Pulp fiction se reestrena en salas comerciales por su veinte aniversario. Reciclo un viejo texto, que habla un poco de todo y es autobiográfico, pero que gira alrededor de los primeros filmes de Tarantino.
Pertenezco a una generación cuya cinefilia creció y se fortaleció
gracias a las películas de Quentin Tarantino. En los primeros años
de la década de 1990 mal circulaba la revista Dicine, una de las
pocas opciones previas al internet que mezclaba la crítica y los
datos duros, ya que además de artículos sobre filmes destacados,
los estrenos en la ciudad de México eran todos reseñados aunque
fuera brevemente y se incluía una ficha técnica de cada película.
Ahí se hablaba maravillas de Perros de reserva (Reservoir
Dogs. Estados Unidos. 1992), la ópera prima de un cineasta cuyo
relato vital me permitía sentirlo próximo: no había estudiado
cine, su gusto por las películas se había nutrido de videocassettes
y, mientras despachaba en un videoclub, escribía guiones.
En aquel entonces no tenía palabras palabras para describir el
relato y la narración que hacían de Perros... un
filme extraordinario por sus rupturas temporales, sus cambios en los
puntos de vista, sus elipsis sugerentes y su búsqueda de espacios
para cada personaje. Y bueno, nada podía decir sobre su puesta y
pantalla: todo estaba demasiado oculto de un recién egresado de la
licenciatura, burócrata en ciernes que apenas había visto Ciudadano
Kane (Citizen Kane. Orson
Welles. Estados Unidos. 1941) y Casta de malditos
(The killing. Stanley Kubrick. Estados Unidos. 1956), modelos
evidentes pero no únicos de Tarantino: de las películas orientales
que prácticamente rehizo ni hablar.
Lo que me encantaba eran los giros y
sorpresas violentas del relato, así como el manejo tan lucidor de la
música. Pero más me gustaba que el director era de mi misma
generación (aunque había nacido ocho años antes que yo), que tenía
una seria preocupación por el guión (mi mayor interés en aquel
entonces) y que era cuate de otro cineasta que consideraba modélico
en mi proyecto de vida: Robert Rodríguez.

• [PROBLEMA 1]: En el texto sobre Tarantino, ¿qué revista reseñaba, aunque fuera brevemente, todos los estrenos en la ciudad de México?
• [PROBLEMA 2]: Según el texto sobre Tarantino, ¿por qué quien escribe sentía próximo al director de Perros de reserva?
Los ítems no cumplen ningún papel en esto.

(Registros del conjunto de datos sobre ubicaciones de objetos)
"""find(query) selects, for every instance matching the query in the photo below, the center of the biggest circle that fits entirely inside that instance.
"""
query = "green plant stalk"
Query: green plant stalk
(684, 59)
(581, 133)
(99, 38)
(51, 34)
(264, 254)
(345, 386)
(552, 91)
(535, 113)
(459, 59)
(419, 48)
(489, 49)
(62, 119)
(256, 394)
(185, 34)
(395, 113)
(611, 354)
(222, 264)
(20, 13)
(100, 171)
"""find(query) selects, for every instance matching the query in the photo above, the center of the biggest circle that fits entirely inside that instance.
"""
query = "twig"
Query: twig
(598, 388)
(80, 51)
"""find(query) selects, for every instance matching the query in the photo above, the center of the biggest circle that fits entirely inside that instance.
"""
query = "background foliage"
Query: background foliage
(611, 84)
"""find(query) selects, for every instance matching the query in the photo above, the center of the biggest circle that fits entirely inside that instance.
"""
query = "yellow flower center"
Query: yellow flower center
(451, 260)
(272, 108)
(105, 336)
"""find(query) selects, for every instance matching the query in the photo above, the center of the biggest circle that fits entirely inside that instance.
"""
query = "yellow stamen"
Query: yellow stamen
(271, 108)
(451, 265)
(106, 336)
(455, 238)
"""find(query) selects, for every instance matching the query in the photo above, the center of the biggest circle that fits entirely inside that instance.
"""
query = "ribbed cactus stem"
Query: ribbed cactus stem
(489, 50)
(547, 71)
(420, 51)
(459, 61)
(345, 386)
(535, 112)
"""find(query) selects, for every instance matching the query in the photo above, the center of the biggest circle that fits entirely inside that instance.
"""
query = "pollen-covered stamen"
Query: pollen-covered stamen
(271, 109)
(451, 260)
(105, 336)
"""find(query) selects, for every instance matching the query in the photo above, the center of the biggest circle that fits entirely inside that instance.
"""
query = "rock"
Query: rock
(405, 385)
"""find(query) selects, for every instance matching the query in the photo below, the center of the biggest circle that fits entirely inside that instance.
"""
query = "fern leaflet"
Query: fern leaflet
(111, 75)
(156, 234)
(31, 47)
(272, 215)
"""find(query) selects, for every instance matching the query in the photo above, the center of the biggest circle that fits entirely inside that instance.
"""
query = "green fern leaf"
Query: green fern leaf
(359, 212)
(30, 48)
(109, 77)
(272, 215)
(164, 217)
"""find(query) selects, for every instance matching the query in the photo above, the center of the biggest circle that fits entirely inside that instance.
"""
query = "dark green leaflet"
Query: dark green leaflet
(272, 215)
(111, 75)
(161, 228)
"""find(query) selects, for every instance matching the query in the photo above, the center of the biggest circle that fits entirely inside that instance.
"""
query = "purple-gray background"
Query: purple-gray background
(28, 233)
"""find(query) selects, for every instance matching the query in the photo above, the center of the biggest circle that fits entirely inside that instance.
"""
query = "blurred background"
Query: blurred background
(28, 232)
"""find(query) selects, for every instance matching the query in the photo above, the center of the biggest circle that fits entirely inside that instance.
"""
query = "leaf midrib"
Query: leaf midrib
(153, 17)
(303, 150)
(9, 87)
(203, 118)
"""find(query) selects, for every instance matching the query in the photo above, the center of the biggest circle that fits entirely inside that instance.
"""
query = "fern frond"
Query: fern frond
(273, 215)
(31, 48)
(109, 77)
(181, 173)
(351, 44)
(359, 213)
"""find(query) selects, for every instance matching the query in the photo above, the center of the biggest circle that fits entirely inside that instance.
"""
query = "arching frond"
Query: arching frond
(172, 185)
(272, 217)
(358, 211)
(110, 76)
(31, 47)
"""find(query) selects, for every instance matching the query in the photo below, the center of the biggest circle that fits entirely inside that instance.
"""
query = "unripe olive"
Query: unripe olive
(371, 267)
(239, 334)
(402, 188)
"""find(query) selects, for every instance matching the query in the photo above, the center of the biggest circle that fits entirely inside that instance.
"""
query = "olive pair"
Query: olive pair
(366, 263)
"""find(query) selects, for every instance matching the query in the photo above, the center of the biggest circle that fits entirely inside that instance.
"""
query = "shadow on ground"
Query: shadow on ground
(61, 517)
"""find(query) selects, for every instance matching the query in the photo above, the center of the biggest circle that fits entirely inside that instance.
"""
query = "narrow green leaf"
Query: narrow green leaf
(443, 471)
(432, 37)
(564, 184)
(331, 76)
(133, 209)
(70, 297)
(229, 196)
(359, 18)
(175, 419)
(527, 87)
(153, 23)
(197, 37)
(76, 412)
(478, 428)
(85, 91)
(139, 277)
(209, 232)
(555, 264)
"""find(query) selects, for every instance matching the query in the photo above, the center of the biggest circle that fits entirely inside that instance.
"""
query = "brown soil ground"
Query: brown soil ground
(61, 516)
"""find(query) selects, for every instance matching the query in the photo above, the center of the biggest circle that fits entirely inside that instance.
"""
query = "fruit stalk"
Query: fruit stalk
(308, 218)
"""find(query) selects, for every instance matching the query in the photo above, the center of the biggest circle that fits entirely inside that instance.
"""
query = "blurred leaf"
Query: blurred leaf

• [RESPUESTA DEL EJERCICIO 1]: La revista Dicine.

• [RESPUESTA DEL EJERCICIO 2]: Por su relato vital: no había estudiado cine, su gusto por las películas se había nutrido de videocassettes y escribía guiones mientras despachaba en un videoclub.